▶ WORK REQUIRED: Starting at the line that contains "[tag] pedestrian: a pin per instance" and ending at the last line of the records, reproduce every line, requests included. Shift each coordinate in the answers by adding 72 to it.

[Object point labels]
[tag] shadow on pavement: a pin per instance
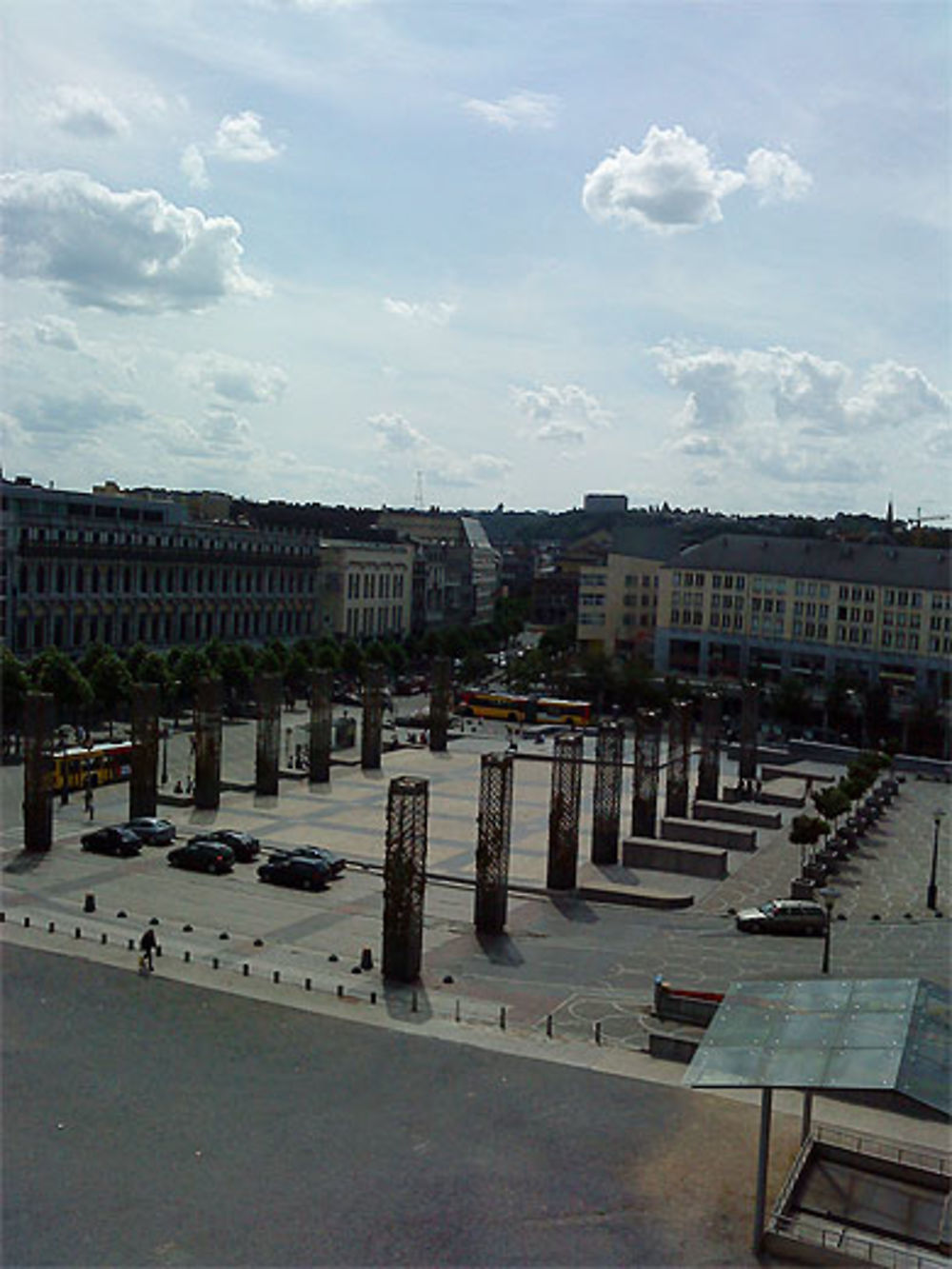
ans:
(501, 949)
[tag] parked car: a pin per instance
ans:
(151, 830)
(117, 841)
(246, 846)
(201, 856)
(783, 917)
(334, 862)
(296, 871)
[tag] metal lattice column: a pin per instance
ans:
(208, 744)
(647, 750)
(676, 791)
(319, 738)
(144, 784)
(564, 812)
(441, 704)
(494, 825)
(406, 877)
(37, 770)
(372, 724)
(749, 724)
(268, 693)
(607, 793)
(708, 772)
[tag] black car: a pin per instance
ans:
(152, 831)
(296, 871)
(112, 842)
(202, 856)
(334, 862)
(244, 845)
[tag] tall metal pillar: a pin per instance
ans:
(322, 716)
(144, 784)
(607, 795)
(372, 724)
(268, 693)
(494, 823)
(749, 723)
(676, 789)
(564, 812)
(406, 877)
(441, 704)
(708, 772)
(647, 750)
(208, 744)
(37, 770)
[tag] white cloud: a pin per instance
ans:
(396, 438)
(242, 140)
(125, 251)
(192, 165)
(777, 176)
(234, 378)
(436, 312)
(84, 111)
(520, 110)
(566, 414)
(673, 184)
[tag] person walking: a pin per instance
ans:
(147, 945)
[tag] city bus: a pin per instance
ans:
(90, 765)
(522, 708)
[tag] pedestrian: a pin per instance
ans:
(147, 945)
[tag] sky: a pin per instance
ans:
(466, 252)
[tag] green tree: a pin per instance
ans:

▶ WRITTEN ANSWER:
[tag] pedestrian: a pin per instance
ans:
(219, 1017)
[tag] sky: a pin per instance
ans:
(538, 324)
[tag] green tree: a pin per instance
ans:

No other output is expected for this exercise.